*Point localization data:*

== Segment start ==

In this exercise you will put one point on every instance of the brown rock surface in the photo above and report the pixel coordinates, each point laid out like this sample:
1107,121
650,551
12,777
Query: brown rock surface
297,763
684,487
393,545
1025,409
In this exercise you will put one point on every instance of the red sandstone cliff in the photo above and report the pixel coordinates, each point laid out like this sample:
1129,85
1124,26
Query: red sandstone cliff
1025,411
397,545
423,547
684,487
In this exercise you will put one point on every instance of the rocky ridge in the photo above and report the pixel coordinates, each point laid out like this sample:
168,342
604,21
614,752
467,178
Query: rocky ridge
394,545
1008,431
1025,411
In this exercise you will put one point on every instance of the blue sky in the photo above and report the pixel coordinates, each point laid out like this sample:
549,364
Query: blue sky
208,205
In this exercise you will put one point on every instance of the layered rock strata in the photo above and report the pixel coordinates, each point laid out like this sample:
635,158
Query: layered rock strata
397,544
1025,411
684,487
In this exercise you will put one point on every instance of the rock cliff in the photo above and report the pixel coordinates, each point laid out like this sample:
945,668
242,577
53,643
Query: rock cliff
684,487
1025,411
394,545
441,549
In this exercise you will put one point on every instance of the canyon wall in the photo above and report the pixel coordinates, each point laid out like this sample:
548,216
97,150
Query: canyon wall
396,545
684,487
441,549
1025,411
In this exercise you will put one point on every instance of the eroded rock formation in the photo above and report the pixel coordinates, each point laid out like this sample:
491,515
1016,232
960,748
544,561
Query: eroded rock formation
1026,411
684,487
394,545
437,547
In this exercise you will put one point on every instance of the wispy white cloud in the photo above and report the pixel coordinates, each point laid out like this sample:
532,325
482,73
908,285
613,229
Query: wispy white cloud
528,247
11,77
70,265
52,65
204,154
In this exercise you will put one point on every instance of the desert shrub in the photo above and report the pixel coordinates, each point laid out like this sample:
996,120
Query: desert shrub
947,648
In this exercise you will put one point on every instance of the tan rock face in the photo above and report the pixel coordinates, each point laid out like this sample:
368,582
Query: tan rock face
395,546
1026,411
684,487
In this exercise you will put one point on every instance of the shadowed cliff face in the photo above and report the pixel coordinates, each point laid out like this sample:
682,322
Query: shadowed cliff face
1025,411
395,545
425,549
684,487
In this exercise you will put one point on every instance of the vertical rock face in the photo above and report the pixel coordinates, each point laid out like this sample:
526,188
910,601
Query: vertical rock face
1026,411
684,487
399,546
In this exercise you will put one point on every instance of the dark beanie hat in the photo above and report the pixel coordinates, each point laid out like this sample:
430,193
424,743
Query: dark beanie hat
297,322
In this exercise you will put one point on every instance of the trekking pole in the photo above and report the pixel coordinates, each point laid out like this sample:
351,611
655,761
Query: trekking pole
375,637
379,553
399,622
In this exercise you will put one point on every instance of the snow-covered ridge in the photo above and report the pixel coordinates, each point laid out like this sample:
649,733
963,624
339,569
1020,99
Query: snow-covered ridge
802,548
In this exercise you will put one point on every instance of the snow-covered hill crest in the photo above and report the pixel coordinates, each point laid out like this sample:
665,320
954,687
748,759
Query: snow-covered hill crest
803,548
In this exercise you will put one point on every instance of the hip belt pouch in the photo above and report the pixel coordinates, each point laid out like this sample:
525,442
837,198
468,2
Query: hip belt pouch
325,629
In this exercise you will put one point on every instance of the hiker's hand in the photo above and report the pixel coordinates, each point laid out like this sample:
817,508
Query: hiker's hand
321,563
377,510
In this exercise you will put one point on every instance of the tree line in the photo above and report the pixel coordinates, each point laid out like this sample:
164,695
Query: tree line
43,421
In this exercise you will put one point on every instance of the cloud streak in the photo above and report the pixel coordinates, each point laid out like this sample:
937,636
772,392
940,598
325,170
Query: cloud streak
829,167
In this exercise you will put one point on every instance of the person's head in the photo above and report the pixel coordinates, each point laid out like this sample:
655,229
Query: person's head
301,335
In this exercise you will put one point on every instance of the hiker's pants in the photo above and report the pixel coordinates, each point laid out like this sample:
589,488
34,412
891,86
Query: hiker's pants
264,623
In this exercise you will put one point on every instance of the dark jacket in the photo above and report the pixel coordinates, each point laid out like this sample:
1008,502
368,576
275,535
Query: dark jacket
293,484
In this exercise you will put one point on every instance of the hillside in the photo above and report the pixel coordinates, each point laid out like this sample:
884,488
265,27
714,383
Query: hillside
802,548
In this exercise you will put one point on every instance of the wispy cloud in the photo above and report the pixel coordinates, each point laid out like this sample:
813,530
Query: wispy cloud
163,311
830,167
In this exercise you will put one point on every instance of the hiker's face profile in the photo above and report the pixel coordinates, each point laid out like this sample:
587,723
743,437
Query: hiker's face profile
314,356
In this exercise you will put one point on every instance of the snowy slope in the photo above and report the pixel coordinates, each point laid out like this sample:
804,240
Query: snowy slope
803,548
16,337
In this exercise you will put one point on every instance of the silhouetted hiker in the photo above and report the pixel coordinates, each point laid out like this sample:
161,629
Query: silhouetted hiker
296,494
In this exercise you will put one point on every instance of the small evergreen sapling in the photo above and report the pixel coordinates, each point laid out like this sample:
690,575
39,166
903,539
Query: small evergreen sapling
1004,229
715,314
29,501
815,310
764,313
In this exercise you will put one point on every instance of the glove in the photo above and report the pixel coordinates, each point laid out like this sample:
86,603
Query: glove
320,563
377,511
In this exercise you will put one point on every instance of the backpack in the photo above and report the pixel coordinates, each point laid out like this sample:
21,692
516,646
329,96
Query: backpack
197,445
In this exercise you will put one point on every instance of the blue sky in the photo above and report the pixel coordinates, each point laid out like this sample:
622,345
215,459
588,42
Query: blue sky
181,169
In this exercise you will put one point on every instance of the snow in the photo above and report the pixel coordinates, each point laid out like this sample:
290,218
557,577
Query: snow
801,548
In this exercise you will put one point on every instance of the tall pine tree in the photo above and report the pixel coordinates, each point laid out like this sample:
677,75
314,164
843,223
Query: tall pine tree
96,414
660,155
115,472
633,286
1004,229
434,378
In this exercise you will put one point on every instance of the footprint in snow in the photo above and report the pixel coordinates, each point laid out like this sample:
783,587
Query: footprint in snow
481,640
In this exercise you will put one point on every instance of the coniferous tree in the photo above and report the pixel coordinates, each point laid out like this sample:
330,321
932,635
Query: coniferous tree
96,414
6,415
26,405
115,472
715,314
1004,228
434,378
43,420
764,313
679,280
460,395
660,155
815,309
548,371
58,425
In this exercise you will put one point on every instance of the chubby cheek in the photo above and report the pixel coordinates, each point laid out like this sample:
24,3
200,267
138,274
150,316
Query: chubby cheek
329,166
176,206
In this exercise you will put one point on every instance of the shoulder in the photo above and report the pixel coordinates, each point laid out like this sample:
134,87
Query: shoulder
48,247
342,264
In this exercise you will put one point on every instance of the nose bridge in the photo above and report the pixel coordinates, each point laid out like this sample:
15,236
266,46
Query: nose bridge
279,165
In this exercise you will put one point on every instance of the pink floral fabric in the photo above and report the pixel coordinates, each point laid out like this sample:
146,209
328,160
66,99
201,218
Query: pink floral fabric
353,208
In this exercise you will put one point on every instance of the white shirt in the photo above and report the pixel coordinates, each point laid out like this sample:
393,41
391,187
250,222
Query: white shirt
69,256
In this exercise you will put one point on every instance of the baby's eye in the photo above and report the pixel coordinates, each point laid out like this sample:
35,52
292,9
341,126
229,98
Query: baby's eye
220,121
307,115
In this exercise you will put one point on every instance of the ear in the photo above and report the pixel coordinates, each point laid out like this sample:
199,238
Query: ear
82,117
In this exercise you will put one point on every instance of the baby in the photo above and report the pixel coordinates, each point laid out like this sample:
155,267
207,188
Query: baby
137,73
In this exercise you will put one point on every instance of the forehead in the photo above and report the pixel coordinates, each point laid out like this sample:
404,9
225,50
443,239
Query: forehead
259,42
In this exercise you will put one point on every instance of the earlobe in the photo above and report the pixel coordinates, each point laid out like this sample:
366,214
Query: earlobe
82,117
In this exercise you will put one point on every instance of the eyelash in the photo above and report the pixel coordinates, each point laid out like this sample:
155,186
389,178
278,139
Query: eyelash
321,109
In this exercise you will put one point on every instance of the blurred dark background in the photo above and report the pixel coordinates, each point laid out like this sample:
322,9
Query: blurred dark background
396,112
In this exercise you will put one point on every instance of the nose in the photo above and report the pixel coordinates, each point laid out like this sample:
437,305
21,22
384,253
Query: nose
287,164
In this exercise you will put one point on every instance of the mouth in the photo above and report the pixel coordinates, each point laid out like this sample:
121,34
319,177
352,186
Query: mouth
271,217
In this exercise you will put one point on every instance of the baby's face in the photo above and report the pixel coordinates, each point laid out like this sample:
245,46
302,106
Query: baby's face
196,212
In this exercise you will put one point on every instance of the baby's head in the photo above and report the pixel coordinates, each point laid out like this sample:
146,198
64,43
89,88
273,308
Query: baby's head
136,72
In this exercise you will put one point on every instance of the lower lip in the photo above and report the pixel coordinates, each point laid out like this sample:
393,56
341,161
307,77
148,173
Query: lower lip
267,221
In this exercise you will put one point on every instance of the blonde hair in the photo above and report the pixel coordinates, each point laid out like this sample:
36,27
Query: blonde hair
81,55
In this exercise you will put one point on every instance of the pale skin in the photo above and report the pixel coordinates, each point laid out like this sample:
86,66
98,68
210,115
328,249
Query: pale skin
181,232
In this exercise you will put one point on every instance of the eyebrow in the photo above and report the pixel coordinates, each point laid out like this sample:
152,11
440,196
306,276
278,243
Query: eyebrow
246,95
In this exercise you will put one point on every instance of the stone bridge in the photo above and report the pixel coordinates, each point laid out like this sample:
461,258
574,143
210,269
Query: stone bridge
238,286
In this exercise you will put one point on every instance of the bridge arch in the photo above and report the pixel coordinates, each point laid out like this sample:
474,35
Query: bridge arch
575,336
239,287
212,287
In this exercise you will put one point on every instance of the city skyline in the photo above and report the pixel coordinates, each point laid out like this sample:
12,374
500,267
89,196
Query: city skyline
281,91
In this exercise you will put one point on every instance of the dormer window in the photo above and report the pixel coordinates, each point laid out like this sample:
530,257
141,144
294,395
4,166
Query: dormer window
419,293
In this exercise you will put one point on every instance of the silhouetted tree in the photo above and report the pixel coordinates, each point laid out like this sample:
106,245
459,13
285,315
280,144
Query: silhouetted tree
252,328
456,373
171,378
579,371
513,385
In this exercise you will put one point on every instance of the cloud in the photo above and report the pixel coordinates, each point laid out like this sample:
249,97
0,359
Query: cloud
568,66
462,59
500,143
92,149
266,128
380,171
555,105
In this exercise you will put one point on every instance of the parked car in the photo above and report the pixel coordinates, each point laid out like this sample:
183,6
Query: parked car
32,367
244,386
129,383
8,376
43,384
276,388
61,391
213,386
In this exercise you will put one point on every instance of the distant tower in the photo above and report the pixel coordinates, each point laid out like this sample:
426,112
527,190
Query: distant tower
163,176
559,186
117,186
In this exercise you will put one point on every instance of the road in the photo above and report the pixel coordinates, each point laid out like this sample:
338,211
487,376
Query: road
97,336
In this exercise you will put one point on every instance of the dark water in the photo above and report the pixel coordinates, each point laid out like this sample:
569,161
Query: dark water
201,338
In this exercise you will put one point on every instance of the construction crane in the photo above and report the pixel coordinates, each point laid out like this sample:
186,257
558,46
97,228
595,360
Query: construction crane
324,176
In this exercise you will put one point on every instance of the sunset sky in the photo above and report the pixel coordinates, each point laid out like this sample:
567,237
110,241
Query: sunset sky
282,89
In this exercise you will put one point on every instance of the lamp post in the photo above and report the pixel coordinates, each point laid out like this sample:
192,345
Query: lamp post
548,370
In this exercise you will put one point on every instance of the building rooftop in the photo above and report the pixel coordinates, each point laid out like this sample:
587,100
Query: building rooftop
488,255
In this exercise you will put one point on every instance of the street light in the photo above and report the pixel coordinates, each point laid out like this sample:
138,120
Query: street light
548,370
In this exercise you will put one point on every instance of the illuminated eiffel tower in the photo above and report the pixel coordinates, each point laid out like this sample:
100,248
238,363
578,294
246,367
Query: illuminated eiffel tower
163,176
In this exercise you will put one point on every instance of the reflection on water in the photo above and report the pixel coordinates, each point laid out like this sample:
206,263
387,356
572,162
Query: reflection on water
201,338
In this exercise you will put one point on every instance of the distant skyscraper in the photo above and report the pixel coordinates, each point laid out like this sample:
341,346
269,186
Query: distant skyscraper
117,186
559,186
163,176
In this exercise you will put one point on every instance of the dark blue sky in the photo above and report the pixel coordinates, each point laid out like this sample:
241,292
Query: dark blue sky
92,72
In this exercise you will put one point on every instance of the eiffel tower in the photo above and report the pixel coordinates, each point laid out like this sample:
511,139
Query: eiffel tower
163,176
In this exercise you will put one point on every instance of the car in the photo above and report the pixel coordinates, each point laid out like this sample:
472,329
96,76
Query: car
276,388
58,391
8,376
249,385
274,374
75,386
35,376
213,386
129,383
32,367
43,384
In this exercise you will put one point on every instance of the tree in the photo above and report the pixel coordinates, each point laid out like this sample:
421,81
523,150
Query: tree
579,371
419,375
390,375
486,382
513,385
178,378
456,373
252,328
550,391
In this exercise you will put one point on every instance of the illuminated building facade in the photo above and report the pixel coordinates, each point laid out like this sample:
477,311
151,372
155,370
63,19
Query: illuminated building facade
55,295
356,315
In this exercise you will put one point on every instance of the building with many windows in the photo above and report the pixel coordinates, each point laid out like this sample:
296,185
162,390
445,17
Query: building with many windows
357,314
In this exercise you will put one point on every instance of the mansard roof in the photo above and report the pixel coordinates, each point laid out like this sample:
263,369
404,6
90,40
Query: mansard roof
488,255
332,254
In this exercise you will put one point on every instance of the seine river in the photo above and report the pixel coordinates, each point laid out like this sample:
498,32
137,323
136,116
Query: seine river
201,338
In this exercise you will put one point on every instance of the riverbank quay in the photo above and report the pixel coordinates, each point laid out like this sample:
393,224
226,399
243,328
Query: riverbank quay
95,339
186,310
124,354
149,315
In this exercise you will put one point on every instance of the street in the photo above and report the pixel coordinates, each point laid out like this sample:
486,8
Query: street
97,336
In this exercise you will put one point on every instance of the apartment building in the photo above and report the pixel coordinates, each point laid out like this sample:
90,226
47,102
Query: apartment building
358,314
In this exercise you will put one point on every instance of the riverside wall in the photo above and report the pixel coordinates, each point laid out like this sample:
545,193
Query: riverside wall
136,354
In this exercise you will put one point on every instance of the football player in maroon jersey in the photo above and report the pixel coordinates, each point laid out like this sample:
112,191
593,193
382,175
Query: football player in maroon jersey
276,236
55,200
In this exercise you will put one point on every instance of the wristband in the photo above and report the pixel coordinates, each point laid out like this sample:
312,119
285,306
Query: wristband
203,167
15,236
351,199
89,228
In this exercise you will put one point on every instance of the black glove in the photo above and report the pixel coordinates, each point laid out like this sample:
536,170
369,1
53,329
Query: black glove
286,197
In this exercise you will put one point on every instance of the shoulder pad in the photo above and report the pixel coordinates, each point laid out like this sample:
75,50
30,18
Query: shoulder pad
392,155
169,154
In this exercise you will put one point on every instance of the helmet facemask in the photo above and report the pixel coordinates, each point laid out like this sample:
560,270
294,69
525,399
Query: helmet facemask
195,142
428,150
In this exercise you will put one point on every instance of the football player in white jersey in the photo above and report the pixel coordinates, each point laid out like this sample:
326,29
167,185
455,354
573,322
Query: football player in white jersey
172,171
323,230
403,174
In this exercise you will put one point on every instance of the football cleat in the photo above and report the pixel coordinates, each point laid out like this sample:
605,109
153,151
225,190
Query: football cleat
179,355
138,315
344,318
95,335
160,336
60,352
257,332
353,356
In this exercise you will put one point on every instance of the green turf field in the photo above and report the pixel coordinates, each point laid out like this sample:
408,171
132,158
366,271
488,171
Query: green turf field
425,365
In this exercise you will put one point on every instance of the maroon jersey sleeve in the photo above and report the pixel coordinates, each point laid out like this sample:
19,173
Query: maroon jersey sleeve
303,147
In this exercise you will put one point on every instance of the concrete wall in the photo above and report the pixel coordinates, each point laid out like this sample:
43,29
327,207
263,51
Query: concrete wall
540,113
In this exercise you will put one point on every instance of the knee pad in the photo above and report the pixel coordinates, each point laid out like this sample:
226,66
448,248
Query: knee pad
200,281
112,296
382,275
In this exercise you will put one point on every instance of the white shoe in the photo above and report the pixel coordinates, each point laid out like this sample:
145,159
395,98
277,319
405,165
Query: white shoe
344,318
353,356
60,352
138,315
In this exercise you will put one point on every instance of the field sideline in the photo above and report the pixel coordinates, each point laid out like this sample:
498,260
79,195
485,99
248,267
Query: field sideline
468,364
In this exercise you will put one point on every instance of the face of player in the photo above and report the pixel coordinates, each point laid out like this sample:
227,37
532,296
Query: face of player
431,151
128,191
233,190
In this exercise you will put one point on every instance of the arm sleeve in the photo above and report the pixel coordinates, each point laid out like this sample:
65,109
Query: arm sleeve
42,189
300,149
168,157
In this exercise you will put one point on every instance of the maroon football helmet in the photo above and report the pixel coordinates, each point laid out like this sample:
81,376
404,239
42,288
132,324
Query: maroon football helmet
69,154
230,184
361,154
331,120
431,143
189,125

== Segment end ==

*Exercise aim:* Starting at the line with "of the concrete", copy every line up to and including the last one in the entries above.

*Exercise answer:*
In this exercise you will put one point on every instance of the concrete wall in the photo above and report the pixel coordinates, each point laid out like this sample:
43,29
327,207
263,51
Query: concrete wall
540,113
In this exercise you will put one point on every instance of the knee pad in the photo above and report the pixel coordinates, each point laid out like this sample:
226,66
448,248
Query: knee pad
200,281
112,296
382,275
In this exercise you will put one point on every instance of the white shoe in the photo above and report the pixel coordinates, each point laid out like this sample:
145,159
395,98
277,319
405,165
Query: white shoe
344,318
353,356
60,352
138,315
In this exercise you will put one point on every instance of the field sideline in the photo above and report the pixel coordinates, each point laid out like this sample:
498,260
79,195
485,99
248,267
Query: field sideline
468,364
In this exercise you will put one point on every instance of the face of player in the photo above and report the pixel coordinates, each point laid out like this sample:
227,37
532,296
Query: face of player
431,151
128,191
233,190
In this exercise you will put one point on every instance of the arm sleeve in the photo above and report the pixel coordinates, each point laid out like this sample:
65,109
Query: arm sleeve
42,189
300,149
168,157
In this exercise you will put one point on every instance of the maroon football helmet in the photo above and report the pixel coordinates, each point laid out like this sample:
81,376
404,239
42,288
132,324
Query: maroon football helmet
69,154
230,184
361,154
331,120
431,143
189,125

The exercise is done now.